** Begin RECORDS SUPPLIED **

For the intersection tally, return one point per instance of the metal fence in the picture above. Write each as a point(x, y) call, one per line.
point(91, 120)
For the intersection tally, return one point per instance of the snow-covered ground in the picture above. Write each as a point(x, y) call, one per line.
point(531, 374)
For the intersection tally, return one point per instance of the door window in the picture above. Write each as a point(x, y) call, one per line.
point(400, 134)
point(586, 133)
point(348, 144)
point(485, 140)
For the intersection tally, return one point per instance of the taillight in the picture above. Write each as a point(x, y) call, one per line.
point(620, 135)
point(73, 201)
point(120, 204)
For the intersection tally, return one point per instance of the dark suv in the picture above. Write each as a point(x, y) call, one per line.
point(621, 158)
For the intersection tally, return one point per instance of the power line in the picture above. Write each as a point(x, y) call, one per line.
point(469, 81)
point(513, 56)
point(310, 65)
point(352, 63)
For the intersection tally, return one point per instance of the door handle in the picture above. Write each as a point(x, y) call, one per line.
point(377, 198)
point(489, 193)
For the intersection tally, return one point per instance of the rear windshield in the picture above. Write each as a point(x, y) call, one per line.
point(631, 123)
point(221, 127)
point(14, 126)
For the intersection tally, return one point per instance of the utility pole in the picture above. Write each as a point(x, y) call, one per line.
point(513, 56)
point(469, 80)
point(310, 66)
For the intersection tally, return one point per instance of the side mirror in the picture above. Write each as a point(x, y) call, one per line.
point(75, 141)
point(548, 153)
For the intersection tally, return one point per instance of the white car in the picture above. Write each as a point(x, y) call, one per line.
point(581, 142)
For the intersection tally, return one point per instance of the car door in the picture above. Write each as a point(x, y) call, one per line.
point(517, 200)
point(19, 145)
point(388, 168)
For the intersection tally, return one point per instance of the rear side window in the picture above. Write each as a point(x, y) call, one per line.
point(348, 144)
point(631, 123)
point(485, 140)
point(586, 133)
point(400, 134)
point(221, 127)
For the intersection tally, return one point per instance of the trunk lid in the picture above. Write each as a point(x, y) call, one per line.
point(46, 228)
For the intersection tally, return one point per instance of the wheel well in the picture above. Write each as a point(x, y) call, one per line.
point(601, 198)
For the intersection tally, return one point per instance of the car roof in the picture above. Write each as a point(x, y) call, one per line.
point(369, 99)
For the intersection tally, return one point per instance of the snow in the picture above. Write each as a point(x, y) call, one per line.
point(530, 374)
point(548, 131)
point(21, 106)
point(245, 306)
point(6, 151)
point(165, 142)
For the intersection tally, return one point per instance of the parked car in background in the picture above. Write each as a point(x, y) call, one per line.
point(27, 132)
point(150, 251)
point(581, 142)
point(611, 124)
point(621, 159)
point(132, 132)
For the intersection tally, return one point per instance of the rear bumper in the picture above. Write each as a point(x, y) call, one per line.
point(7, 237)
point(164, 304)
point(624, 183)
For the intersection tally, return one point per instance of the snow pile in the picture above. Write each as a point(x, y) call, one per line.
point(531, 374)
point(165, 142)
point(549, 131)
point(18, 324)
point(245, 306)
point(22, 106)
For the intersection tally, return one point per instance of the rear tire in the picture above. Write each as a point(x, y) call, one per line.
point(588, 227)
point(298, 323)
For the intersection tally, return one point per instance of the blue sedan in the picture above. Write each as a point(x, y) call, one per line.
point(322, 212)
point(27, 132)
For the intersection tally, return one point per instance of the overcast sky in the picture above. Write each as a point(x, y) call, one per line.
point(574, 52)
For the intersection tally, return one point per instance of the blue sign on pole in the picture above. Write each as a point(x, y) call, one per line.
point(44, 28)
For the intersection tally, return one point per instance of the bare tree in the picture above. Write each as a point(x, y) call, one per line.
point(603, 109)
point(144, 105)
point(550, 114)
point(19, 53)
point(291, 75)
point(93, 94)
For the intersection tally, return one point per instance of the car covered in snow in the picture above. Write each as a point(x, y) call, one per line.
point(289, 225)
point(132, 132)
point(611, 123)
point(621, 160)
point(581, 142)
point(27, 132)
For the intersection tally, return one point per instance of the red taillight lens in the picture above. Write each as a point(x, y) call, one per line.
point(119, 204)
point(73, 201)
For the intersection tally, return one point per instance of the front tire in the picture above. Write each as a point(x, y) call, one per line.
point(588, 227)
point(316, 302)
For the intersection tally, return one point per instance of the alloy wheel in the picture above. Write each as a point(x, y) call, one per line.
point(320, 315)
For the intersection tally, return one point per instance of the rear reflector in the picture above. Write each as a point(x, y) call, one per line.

** End RECORDS SUPPLIED **

**AIM OF THE EXERCISE:** Reproduce the lines of the listing between the line holding "of the utility" and the line holding "point(548, 153)", inclusive, with their requests, and scale every x and y coordinate in the point answers by 2.3, rounding to whole numbers with halves going up.

**WRITTEN SOLUTION:**
For the intersection tally, return one point per instance of the utility pole in the picture above. Write each as a point(x, y) call, one per line.
point(1180, 129)
point(1079, 184)
point(713, 152)
For the intersection tally, return one point per instance of the side mirror in the picture above. Write each as a point(x, y) call, one per line.
point(173, 324)
point(1260, 352)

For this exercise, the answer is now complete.